They carried off the praetorian vessel, which was distinguished by a
flag, believing that the general was on board. Cerialis indeed had
passed the night elsewhere, in the company, as many believed, of an
Ubian woman, Claudia Sacrata. The sentinels sought to excuse their own
scandalous neglect by the disgraceful conduct of the general, alleging
that they had been ordered to be silent, that they might not disturb his
rest, and that, from omitting the watchwords and the usual challenges,
they had themselves fallen asleep. The enemy rowed back in broad
daylight with the captured vessels. The praetorian trireme they towed up
the river Lupia as a present to Veleda.
Civilis was seized by a desire to make a naval demonstration. He manned
all the triremes that he had, and such vessels as were propelled by a
single bank of oars. To these he added a vast number of boats. He put in
each three or four hundred men, the usual complement of a Liburnian
galley. With these were the captured vessels, in which, picturesquely
enough, plaids of various colours were used for sails. The place
selected was an expanse of water, not unlike the sea, where the mouth of
the Mosa serves to discharge the Rhine into the ocean. The motive for
equipping this fleet was, to say nothing of the natural vanity of this
people, a desire to intercept, by this alarming demonstration, the
supplies that were approaching from Gaul. Cerialis, more in astonishment
than alarm, drew up his fleet in line, and, though inferior in numbers,
it had the advantage in the experience of the crews, the skill of the
pilots, and the size of the vessels. The Romans had the stream with
them, the enemy’s vessels were propelled by the wind. Thus passing each
other, they separated after a brief discharge of light missiles. Civilis
attempted nothing more, and retired to the other side of the Rhine.
Cerialis mercilessly ravaged the Island of the Batavi, but, with a
policy familiar to commanders, left untouched the estates and houses of
Civilis. Meanwhile, however, the autumn was far advanced, and the river,
swollen by the continual rains of the season, overflowed the island,
marshy and low–lying as it is, till it resembled a lake. There were no
ships, no provisions at hand, and the camp, which was situated on low
ground, was in process of being carried away by the force of the stream.

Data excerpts

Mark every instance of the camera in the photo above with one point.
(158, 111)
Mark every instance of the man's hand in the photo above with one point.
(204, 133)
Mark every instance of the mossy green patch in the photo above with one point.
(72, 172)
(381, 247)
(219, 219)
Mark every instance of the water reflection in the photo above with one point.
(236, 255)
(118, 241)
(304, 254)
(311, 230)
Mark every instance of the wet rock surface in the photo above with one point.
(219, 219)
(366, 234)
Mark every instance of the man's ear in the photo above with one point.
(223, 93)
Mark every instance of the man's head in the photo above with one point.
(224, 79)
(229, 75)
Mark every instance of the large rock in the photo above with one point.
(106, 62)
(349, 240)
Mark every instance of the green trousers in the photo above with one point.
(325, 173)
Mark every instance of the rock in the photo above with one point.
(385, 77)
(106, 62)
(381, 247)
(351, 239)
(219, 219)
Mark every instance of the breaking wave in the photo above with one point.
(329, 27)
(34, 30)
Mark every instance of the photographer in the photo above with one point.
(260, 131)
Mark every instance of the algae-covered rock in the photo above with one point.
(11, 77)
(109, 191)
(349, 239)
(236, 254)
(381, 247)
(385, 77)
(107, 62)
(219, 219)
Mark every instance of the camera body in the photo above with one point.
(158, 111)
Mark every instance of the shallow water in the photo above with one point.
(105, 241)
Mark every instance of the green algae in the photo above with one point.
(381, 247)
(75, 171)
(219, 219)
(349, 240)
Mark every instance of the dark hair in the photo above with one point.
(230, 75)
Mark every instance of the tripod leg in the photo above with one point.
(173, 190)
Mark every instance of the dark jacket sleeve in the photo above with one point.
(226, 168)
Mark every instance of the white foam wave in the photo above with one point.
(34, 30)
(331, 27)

...

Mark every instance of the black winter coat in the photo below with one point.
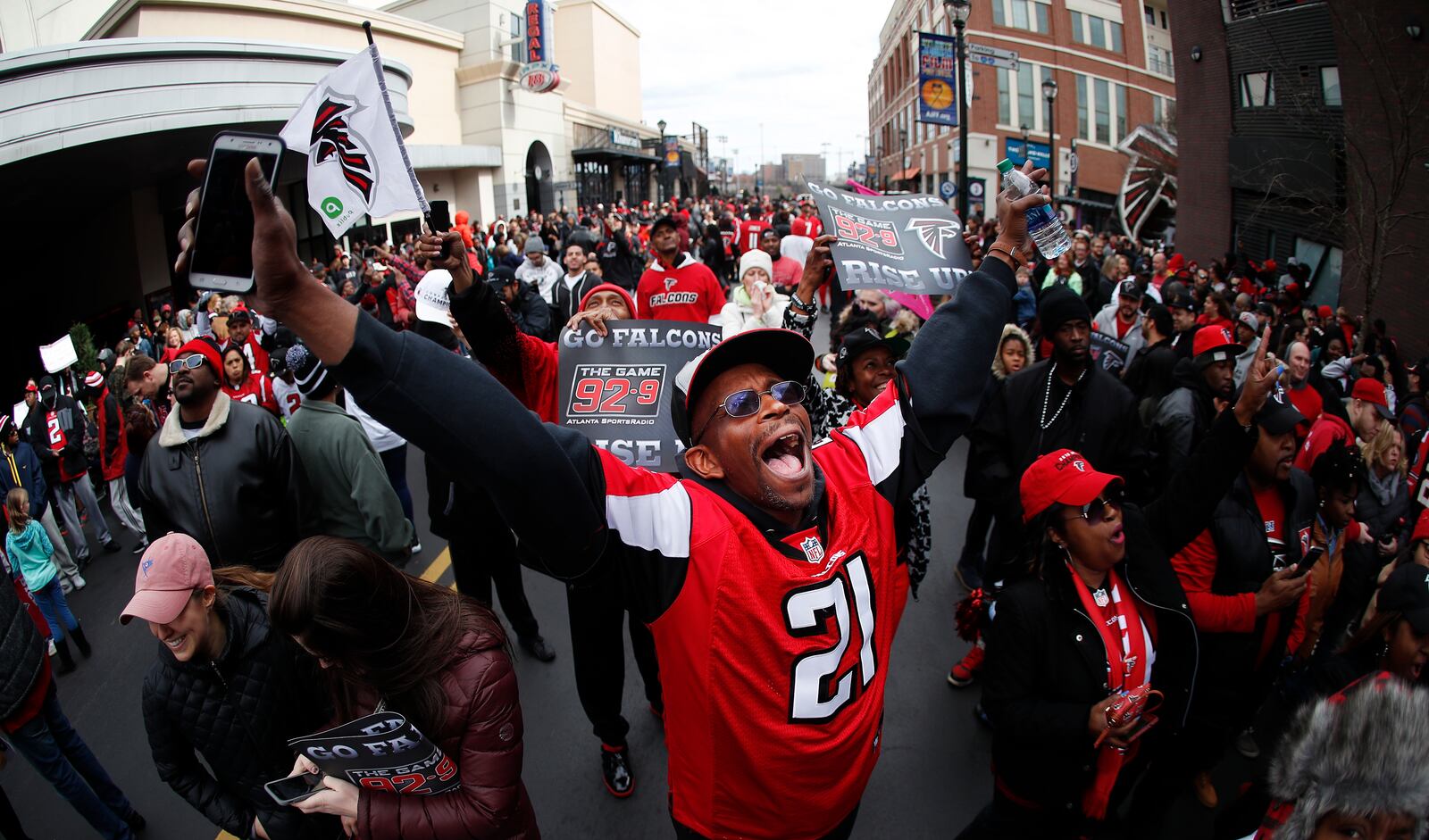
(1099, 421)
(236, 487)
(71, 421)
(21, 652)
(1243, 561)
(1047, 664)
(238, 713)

WORK TASK: From the passage above about Civilis and Cerialis, copy word for word the part that opens with the words containing "They carried off" and ends with "present to Veleda.".

RESULT FOR THIS EXERCISE:
They carried off the praetorian vessel, which was distinguished by a
flag, believing that the general was on board. Cerialis indeed had
passed the night elsewhere, in the company, as many believed, of an
Ubian woman, Claudia Sacrata. The sentinels sought to excuse their own
scandalous neglect by the disgraceful conduct of the general, alleging
that they had been ordered to be silent, that they might not disturb his
rest, and that, from omitting the watchwords and the usual challenges,
they had themselves fallen asleep. The enemy rowed back in broad
daylight with the captured vessels. The praetorian trireme they towed up
the river Lupia as a present to Veleda.